-- START Records shown --

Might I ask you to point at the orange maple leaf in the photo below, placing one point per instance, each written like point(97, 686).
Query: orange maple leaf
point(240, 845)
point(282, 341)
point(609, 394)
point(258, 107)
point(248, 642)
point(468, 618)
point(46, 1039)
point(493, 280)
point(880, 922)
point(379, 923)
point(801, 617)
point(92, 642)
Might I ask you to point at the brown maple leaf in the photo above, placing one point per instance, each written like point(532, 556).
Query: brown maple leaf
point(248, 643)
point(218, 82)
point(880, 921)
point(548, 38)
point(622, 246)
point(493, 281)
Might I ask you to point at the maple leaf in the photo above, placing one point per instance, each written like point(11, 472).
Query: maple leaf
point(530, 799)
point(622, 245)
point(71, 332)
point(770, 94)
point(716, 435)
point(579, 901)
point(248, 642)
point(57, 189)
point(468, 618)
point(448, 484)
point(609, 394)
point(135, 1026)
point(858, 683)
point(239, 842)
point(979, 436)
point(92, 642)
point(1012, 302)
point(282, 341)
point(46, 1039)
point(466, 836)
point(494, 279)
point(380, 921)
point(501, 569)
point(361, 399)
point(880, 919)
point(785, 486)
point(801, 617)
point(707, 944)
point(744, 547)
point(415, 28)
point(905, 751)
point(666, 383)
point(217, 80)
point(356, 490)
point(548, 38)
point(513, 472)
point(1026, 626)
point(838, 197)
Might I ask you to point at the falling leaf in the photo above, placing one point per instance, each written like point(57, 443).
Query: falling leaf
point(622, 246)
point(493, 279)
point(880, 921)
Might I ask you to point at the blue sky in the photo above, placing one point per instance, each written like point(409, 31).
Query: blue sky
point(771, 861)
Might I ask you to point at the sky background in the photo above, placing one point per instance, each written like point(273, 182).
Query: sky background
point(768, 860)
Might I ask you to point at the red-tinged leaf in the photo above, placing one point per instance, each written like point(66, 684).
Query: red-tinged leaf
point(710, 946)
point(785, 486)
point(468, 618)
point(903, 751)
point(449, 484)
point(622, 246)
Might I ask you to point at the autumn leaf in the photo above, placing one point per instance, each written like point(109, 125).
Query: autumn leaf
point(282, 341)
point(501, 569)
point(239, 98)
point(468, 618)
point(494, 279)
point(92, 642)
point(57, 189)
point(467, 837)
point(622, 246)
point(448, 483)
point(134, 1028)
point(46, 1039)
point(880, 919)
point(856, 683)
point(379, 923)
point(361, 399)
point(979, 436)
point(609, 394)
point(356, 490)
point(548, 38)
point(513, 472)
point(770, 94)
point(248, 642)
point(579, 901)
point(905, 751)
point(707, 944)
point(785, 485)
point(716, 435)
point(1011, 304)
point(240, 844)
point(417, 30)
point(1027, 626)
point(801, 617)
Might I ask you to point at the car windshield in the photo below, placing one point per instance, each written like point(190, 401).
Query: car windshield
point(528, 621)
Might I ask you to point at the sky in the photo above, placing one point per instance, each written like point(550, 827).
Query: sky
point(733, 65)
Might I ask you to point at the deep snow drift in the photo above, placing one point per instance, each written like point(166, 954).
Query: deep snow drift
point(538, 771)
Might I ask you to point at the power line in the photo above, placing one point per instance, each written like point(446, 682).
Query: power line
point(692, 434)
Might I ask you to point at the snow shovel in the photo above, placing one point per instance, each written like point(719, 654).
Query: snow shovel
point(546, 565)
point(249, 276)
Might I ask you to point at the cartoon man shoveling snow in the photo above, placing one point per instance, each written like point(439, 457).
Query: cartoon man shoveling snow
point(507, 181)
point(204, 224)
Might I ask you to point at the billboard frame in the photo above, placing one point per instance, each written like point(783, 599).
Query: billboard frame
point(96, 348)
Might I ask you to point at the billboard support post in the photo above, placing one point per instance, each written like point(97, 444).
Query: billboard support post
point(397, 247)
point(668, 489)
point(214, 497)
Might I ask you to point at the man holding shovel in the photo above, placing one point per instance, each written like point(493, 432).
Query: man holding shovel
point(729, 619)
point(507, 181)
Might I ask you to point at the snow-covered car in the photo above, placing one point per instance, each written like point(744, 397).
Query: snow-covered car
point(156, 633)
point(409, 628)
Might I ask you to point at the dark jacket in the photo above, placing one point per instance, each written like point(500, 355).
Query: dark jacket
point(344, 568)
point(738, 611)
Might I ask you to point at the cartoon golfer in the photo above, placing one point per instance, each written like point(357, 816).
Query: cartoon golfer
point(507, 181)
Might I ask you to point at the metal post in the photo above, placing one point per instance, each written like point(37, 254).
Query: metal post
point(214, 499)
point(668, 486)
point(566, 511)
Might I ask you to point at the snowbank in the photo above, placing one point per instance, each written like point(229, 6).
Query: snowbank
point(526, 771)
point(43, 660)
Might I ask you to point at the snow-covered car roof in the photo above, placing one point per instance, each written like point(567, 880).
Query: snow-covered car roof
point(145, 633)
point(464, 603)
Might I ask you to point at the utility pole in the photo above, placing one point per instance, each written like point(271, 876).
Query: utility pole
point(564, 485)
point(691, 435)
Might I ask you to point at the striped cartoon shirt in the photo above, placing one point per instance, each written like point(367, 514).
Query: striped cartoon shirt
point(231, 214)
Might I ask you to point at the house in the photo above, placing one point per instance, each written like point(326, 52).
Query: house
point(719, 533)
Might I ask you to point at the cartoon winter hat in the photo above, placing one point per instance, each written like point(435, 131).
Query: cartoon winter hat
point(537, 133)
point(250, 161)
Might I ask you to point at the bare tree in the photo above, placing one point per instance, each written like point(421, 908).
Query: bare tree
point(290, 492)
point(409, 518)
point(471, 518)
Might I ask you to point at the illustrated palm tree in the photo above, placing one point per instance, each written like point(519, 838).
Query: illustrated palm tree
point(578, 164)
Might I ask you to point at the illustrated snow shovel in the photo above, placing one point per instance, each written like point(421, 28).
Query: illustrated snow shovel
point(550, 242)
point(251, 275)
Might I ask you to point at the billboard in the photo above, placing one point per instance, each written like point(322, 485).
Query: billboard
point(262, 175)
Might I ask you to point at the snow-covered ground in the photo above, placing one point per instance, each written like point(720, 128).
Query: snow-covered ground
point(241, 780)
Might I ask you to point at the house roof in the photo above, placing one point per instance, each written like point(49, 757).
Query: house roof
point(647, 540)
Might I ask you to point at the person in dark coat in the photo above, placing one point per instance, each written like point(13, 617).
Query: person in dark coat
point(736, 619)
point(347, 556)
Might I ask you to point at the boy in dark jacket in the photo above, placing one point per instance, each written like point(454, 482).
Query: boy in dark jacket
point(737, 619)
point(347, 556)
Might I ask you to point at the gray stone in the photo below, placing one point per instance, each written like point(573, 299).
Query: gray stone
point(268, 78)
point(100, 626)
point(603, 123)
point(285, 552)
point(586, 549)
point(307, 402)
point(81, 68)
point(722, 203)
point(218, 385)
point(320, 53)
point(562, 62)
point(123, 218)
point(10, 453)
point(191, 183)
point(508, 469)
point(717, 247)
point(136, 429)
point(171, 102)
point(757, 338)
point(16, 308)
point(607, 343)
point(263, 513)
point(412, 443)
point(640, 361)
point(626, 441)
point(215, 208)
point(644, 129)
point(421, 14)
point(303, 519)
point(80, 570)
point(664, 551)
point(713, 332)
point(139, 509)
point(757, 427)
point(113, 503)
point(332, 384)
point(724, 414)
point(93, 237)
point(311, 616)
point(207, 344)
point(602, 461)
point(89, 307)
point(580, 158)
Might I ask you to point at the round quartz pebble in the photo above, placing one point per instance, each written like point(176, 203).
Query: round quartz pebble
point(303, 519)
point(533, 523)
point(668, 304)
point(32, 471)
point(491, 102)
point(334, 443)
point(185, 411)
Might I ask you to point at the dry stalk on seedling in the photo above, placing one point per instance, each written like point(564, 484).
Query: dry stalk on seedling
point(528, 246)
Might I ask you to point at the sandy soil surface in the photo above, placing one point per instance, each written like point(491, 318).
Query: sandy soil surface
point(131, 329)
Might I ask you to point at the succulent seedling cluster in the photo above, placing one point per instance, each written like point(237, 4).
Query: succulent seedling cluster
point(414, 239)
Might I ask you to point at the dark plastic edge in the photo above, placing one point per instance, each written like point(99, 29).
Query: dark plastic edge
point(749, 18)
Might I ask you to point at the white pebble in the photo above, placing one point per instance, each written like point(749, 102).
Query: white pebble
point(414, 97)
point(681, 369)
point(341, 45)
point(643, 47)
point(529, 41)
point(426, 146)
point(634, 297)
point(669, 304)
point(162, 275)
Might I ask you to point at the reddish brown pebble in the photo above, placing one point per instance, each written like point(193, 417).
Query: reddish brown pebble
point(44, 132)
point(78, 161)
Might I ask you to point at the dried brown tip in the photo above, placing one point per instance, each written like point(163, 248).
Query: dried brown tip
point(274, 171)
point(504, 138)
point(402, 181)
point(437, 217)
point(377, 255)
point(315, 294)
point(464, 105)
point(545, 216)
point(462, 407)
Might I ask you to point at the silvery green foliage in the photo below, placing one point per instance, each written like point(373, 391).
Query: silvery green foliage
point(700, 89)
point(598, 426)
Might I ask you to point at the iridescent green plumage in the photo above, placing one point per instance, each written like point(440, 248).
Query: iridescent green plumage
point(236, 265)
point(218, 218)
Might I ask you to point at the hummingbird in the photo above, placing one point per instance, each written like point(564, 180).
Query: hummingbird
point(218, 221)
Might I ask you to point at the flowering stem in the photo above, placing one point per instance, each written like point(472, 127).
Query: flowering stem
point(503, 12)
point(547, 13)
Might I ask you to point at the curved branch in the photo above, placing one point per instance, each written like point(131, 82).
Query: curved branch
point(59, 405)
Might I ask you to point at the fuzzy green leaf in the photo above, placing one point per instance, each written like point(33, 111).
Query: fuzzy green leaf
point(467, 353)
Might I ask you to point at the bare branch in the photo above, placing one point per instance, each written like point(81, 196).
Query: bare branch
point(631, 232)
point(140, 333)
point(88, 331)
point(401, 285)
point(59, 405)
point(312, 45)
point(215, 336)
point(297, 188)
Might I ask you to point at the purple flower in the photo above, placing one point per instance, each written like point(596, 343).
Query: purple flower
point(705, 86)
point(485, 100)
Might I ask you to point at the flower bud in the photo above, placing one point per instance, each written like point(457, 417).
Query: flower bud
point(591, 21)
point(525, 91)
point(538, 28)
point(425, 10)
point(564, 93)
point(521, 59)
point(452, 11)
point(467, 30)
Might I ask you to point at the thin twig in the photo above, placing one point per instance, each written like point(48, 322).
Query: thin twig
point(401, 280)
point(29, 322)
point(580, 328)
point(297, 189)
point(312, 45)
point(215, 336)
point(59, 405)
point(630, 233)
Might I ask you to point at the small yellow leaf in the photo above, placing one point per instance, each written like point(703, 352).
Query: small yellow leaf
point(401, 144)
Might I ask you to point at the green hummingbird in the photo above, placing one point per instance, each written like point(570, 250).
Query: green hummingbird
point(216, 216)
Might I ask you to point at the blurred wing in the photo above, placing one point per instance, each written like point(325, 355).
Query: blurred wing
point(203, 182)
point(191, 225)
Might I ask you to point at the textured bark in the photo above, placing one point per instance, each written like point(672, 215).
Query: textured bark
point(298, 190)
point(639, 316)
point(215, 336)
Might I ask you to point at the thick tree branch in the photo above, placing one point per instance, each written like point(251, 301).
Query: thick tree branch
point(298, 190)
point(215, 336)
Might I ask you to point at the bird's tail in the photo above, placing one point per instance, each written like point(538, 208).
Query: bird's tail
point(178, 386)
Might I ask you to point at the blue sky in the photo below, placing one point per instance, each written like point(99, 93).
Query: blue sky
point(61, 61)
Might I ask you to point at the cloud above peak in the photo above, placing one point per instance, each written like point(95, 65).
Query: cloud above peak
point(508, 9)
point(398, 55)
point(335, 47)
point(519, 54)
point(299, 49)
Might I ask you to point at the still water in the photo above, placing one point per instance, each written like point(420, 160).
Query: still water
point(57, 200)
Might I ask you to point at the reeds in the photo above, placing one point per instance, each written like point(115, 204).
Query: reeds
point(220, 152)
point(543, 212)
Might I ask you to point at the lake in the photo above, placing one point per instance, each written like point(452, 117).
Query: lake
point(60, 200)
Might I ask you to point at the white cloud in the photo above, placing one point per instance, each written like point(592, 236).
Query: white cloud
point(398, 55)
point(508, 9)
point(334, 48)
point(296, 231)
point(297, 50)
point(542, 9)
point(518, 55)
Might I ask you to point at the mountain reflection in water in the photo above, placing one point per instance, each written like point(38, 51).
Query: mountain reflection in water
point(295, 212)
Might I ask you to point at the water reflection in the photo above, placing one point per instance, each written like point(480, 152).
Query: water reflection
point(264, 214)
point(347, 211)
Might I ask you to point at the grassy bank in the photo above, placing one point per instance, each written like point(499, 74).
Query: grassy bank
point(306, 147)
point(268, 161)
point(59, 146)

-- END Records shown --

Stated goal: Reproduce the entries from the line with "Might I ask you to point at the purple" up to and including the line with "point(401, 144)", substituting "slender twig" for "thin twig" and leaving everything else unchanged.

Answer to the exercise:
Might I ask you to point at the purple flower in the photo above, placing one point per instance, each written like point(596, 343).
Query: purple flower
point(705, 86)
point(485, 100)
Might I ask you to point at the flower bud in the photo above, placing one point per instance, each written like point(457, 417).
Query: flower bud
point(591, 21)
point(525, 91)
point(538, 28)
point(425, 10)
point(564, 93)
point(521, 59)
point(452, 11)
point(467, 30)
Might I ask you to point at the slender twig in the photo above, placing one point per instance, each written like point(48, 322).
Query: slender twig
point(401, 280)
point(29, 322)
point(580, 328)
point(297, 189)
point(312, 45)
point(215, 336)
point(59, 405)
point(630, 233)
Might I ask you to point at the small yellow leaf in the photo above, placing one point per instance, each written like point(703, 352).
Query: small yellow leaf
point(401, 144)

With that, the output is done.